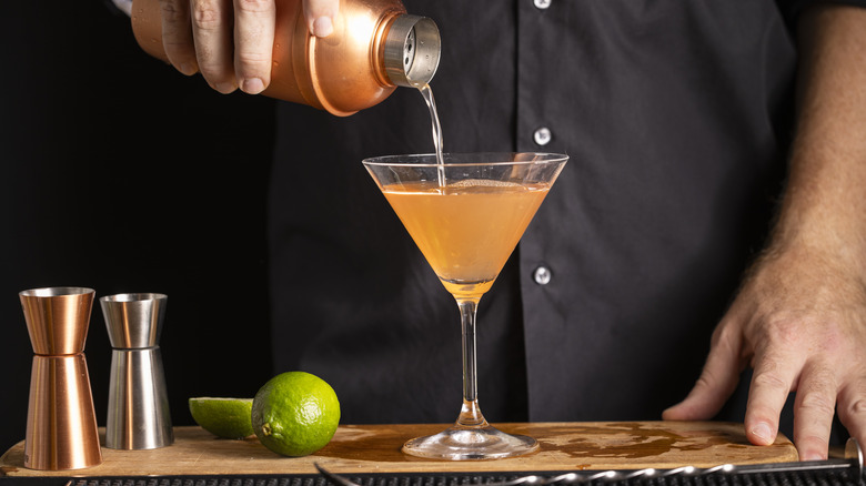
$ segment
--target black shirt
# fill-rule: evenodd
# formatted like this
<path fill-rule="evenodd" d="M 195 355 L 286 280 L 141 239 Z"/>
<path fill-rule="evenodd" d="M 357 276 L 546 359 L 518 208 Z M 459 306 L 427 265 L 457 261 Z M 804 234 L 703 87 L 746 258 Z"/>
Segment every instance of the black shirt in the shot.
────────
* _Problem statement_
Arrange every line of the records above as a JSON list of strings, one string per line, with blank lines left out. Omit the pictures from the list.

* _Exercise output_
[
  "$ segment",
  "--target black shirt",
  "# fill-rule: evenodd",
  "# formatted like this",
  "<path fill-rule=\"evenodd\" d=\"M 195 355 L 286 280 L 141 239 Z\"/>",
  "<path fill-rule=\"evenodd\" d=\"M 357 276 L 546 359 L 518 208 Z M 459 306 L 427 265 L 457 261 Z M 804 234 L 703 87 L 746 258 Z\"/>",
  "Segment every instance of the black shirt in the shot."
]